## INSTRUCTIONS TO FOLLOW
Copy out the lines below verbatim, starting with the line that contains "Element to find: the woman in white" and going on through the line that contains "[136, 91, 152, 105]", both included.

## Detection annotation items
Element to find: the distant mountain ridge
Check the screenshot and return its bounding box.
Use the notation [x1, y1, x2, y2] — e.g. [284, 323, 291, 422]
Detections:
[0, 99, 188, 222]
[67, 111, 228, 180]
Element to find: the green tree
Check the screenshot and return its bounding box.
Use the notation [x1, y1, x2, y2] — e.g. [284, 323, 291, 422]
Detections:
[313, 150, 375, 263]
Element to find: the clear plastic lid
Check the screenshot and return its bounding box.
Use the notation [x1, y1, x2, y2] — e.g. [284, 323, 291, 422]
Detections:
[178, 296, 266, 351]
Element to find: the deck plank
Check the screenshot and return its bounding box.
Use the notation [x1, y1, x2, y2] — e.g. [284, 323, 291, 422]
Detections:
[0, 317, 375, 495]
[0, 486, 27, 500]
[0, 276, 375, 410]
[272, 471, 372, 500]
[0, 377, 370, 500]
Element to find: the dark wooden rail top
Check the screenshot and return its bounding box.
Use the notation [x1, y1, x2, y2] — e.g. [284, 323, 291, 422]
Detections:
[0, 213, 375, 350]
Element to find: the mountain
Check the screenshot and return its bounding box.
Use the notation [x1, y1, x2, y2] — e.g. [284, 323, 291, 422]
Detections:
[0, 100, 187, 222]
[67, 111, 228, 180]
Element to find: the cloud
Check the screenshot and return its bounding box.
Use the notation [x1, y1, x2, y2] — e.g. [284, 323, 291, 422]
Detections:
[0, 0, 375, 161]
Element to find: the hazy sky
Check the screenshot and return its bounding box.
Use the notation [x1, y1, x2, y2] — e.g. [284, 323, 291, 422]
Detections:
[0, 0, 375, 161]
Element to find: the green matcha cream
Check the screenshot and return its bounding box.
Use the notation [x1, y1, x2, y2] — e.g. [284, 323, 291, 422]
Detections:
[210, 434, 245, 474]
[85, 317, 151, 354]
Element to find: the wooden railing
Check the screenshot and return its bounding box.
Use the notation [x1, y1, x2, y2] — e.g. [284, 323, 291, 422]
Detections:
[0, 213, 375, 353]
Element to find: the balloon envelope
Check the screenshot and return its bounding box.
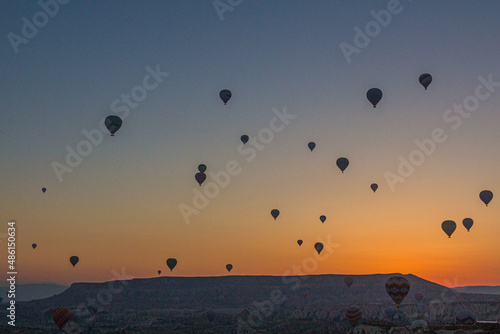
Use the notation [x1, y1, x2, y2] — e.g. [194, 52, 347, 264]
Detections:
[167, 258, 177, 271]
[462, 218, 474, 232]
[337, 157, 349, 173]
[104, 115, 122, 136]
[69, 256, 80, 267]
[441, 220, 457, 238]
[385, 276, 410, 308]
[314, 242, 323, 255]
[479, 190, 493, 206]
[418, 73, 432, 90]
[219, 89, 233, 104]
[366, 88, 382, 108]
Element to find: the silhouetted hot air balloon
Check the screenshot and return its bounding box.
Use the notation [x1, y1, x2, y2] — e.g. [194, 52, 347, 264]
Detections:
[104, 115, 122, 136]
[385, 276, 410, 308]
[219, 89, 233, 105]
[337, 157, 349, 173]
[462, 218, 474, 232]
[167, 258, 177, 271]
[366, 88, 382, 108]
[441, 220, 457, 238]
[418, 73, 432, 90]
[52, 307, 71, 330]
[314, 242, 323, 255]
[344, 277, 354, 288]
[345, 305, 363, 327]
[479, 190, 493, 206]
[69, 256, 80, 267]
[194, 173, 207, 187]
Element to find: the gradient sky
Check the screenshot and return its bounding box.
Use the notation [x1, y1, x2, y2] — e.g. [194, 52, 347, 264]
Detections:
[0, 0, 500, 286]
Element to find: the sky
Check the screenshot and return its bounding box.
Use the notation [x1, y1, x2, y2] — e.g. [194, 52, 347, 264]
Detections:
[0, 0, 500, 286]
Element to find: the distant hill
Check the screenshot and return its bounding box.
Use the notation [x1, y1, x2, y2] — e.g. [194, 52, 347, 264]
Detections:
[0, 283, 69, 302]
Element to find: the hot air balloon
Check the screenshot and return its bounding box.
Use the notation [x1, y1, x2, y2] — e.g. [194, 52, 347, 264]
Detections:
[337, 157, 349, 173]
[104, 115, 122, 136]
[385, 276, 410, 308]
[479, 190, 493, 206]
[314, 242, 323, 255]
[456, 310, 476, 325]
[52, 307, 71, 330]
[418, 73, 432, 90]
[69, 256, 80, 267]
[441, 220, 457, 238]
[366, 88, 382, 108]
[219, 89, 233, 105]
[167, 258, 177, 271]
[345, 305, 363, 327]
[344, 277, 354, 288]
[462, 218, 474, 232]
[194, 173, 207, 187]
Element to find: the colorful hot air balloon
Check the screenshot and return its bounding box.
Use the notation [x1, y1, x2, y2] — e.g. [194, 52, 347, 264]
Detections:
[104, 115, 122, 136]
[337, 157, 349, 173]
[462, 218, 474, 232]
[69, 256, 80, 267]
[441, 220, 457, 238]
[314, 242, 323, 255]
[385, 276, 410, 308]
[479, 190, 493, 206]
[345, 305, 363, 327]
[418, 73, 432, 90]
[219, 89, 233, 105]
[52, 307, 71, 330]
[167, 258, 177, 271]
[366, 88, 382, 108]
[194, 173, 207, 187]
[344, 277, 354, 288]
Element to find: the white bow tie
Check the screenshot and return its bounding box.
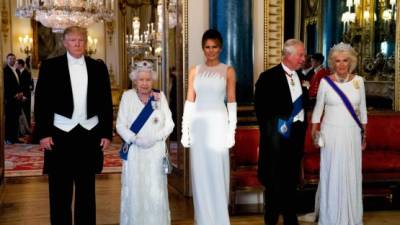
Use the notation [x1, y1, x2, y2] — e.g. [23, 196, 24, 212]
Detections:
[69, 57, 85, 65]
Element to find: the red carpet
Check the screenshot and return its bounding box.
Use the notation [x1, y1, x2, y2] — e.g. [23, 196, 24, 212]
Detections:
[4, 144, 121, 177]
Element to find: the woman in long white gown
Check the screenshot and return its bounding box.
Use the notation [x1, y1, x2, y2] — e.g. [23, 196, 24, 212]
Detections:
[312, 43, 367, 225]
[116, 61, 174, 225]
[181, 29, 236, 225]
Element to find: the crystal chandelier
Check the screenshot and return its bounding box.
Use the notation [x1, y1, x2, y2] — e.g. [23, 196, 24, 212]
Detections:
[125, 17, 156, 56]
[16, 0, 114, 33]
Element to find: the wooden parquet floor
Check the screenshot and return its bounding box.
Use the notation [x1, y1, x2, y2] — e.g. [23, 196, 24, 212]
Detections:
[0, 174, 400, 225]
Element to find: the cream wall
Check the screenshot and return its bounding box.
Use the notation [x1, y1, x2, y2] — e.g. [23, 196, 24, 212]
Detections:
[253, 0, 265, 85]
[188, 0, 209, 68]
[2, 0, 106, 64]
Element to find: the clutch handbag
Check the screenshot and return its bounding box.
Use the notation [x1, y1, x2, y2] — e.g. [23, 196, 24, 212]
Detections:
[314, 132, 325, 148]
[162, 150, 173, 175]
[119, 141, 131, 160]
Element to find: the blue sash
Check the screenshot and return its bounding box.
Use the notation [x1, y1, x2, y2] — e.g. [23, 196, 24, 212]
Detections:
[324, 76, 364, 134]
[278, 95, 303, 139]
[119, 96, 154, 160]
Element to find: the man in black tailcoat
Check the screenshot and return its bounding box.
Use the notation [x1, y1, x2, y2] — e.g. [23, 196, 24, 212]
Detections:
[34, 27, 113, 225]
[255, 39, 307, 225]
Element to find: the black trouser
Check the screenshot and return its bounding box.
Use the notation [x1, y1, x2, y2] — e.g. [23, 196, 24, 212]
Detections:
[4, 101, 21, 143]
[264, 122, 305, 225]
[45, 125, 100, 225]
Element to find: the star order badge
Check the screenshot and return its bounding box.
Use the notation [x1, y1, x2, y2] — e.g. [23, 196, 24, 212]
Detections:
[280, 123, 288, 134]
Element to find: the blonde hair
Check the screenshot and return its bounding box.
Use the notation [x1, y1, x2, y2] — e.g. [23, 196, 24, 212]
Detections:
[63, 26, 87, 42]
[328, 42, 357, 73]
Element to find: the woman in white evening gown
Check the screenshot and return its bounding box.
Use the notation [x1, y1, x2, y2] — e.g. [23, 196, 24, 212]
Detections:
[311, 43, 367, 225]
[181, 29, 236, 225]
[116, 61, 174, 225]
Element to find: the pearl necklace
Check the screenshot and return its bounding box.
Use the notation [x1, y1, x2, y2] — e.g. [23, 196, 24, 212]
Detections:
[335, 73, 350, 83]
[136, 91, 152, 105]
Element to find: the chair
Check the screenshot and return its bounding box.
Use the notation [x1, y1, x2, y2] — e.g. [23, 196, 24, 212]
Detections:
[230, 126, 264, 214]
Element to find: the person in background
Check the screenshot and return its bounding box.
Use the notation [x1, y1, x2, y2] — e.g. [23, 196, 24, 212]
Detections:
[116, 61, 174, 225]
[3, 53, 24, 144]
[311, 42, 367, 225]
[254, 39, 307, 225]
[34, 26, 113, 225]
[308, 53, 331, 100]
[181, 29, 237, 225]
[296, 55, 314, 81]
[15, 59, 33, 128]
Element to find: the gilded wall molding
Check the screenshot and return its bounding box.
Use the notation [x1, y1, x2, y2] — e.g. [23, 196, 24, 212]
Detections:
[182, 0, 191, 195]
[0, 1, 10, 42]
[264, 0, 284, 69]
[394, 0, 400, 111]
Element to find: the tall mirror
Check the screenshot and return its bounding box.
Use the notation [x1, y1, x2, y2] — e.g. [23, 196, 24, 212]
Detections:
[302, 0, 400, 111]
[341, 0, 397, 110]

## TASK OUTPUT
Element to find: the woman in white evening gown
Check the screenshot and return its bounding box.
Use the notation [x1, y1, x2, y2] — e.g. [23, 196, 24, 212]
Detections:
[311, 43, 367, 225]
[181, 29, 236, 225]
[116, 61, 174, 225]
Element to find: the pearl necklace
Check the screenshot and return its bounding box.
Use the notation [x1, y1, x2, y2] — e.g. [23, 196, 24, 212]
Detections:
[335, 73, 350, 83]
[136, 91, 152, 105]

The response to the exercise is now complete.